- GIVEN PROBLEM -
From the line containing "the tree branch" through the last line of the entries below, repeat each line word for word and leave out the rest.

- MATERIAL PROVIDED -
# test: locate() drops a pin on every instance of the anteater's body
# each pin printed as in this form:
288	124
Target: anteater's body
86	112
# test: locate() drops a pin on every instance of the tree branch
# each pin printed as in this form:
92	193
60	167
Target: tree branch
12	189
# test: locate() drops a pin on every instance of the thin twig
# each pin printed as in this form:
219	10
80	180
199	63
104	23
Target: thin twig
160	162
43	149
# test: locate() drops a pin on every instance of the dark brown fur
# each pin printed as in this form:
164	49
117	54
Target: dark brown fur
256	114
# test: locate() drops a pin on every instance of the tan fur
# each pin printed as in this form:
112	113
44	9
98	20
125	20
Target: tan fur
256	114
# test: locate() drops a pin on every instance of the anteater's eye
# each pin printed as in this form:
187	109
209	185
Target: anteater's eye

- RESPONSE TO THE EXERCISE -
# test: locate() drops a pin on every instance of the tree branch
# each pin printed as in this form:
92	193
60	167
Target: tree branch
12	189
# test: locate() drops a pin on every instance of the thin twig
# each pin printed as in this form:
219	10
80	180
199	63
104	23
Target: thin twig
160	162
43	149
# test: locate() drops a pin on every instance of the dark brown fur
# each pin printed as in this form:
164	49
117	54
Target: dark brown fur
256	114
# test: locate() drops a pin on every instance of the tan fur
# each pin printed as in this form:
112	113
44	9
98	20
125	20
Target: tan fur
256	114
# test: locate() drops a pin on every instance of the anteater's eye
# each pin printed as in this form:
187	109
209	185
Target: anteater's eye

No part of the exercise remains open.